Assignment: In the data, find each line where the word "building" appears and list that line.

Task inputs:
::::
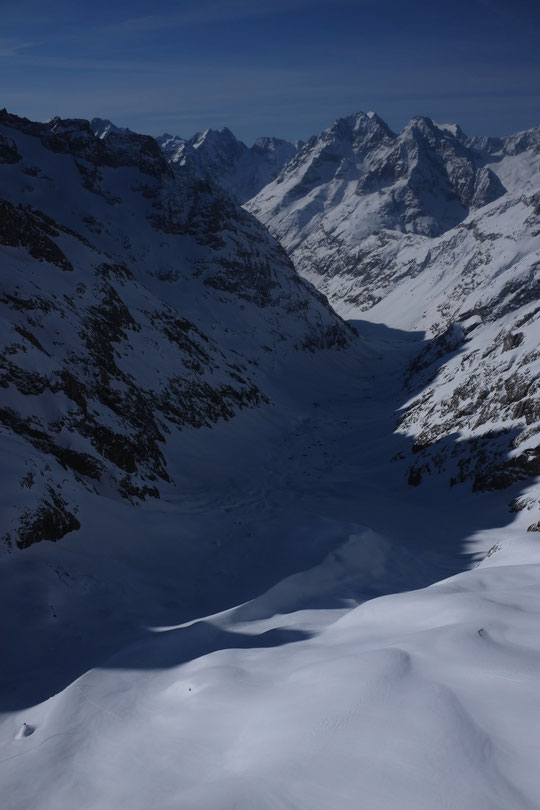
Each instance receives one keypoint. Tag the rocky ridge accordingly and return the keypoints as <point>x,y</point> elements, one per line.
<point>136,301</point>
::::
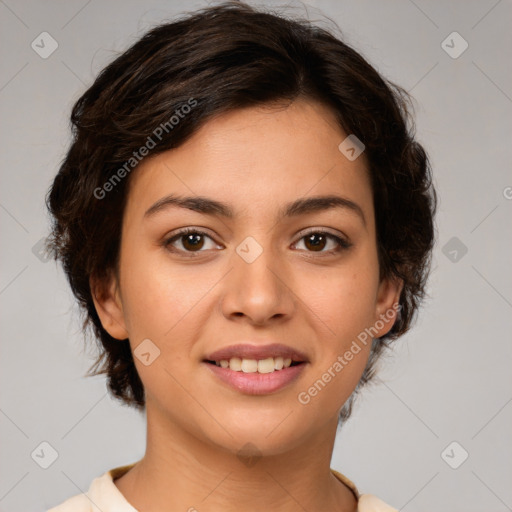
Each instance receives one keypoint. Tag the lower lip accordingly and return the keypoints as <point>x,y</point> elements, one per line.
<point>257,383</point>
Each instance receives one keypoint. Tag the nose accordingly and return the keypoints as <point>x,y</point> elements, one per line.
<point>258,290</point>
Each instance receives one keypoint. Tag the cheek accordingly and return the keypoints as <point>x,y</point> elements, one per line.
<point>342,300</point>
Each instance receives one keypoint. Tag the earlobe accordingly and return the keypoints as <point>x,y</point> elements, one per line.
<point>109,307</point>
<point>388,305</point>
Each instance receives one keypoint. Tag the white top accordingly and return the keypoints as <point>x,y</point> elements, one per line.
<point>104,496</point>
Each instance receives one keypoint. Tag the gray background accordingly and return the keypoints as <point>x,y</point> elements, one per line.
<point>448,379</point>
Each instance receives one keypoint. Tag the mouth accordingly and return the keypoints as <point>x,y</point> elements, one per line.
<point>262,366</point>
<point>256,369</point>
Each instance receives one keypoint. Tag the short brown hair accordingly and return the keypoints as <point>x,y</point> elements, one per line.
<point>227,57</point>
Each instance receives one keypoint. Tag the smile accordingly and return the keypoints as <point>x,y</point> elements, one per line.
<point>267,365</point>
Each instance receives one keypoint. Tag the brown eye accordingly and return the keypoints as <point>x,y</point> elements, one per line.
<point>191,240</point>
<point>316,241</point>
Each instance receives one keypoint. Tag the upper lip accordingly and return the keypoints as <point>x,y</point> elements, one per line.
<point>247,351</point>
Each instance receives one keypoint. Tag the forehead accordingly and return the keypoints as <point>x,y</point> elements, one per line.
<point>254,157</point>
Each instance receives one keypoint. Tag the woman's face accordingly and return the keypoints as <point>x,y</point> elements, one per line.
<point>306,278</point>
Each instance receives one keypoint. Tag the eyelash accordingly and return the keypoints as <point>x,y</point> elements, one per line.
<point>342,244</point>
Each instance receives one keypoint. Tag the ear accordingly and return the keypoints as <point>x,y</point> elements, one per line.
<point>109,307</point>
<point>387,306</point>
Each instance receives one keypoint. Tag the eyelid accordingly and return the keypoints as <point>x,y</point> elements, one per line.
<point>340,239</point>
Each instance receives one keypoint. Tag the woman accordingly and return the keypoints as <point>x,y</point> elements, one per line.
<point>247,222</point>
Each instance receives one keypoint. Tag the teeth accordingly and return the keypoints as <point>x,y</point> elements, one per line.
::::
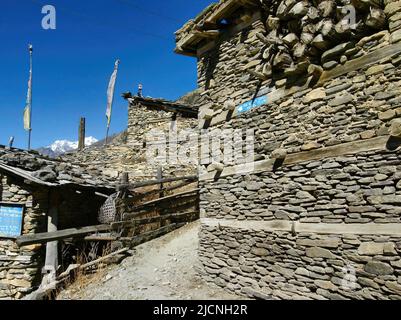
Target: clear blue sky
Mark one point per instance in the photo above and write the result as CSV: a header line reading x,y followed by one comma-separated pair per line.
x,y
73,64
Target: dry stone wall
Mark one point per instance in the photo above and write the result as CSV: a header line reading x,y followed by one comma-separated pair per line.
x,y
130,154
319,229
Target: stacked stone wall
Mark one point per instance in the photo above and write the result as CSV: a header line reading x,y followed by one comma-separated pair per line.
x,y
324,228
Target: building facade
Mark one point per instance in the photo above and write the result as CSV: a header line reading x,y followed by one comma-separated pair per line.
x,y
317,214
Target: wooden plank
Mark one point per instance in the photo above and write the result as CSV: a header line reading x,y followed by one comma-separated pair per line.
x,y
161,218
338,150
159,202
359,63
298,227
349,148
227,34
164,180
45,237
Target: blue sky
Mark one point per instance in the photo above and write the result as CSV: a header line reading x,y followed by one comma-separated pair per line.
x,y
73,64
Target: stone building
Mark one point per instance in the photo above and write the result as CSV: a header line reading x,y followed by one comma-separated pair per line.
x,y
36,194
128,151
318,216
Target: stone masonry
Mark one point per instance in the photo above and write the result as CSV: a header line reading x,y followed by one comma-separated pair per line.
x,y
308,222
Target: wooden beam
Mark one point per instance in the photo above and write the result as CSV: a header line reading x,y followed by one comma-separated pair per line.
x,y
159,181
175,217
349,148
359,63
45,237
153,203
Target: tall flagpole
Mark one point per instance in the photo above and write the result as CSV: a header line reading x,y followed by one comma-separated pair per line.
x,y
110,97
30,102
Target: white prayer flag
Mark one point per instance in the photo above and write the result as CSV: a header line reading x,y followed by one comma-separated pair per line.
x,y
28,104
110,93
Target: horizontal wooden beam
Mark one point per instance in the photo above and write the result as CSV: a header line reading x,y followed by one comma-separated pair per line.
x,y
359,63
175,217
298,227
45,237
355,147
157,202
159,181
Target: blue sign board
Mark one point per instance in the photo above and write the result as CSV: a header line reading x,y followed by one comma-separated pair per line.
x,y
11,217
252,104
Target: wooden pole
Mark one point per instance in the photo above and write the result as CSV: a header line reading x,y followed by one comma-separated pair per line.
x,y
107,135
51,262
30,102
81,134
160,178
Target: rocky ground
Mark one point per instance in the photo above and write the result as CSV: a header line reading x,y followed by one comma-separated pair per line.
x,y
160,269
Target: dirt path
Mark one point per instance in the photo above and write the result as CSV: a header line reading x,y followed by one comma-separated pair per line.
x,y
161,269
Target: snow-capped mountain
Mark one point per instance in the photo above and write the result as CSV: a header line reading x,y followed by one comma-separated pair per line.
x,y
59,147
::::
Answer section:
Target: building facade
Target: stone building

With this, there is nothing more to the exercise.